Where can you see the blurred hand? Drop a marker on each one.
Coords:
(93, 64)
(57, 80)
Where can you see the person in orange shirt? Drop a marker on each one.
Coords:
● ● ● ● ● ● ●
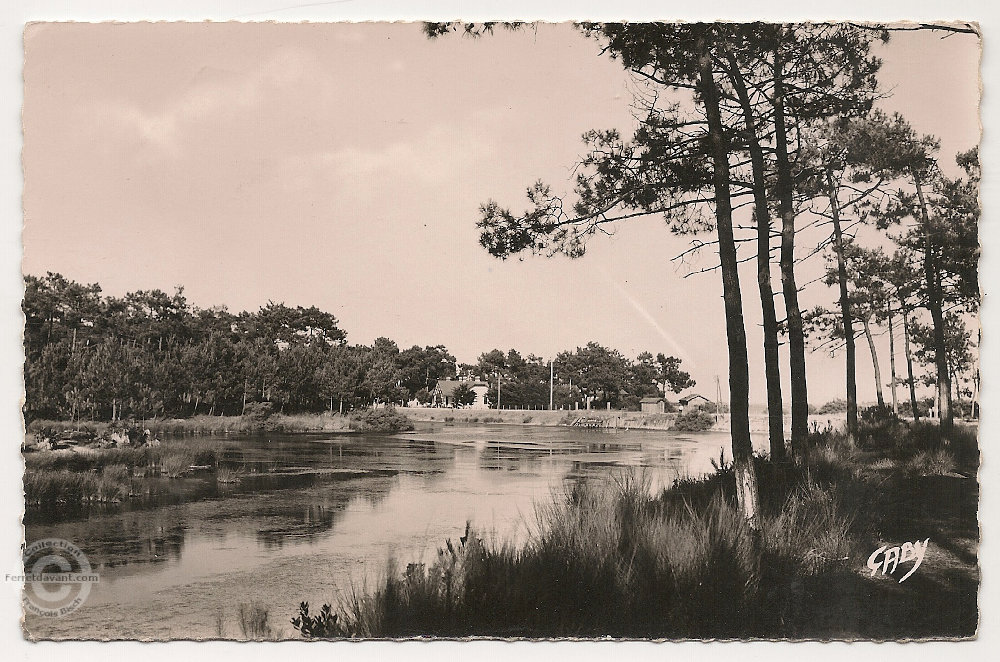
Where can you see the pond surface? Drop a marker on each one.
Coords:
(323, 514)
● ● ● ● ● ● ●
* [Task details] Pull out every line of the listing above that contains the word "Where".

* [Exercise response]
Where can you see the blurred hand? Drop a marker on each one.
Where can you see the person in orange shirt? Drop a marker on each one.
Where can you see the pond surface? Drop a marker on each one.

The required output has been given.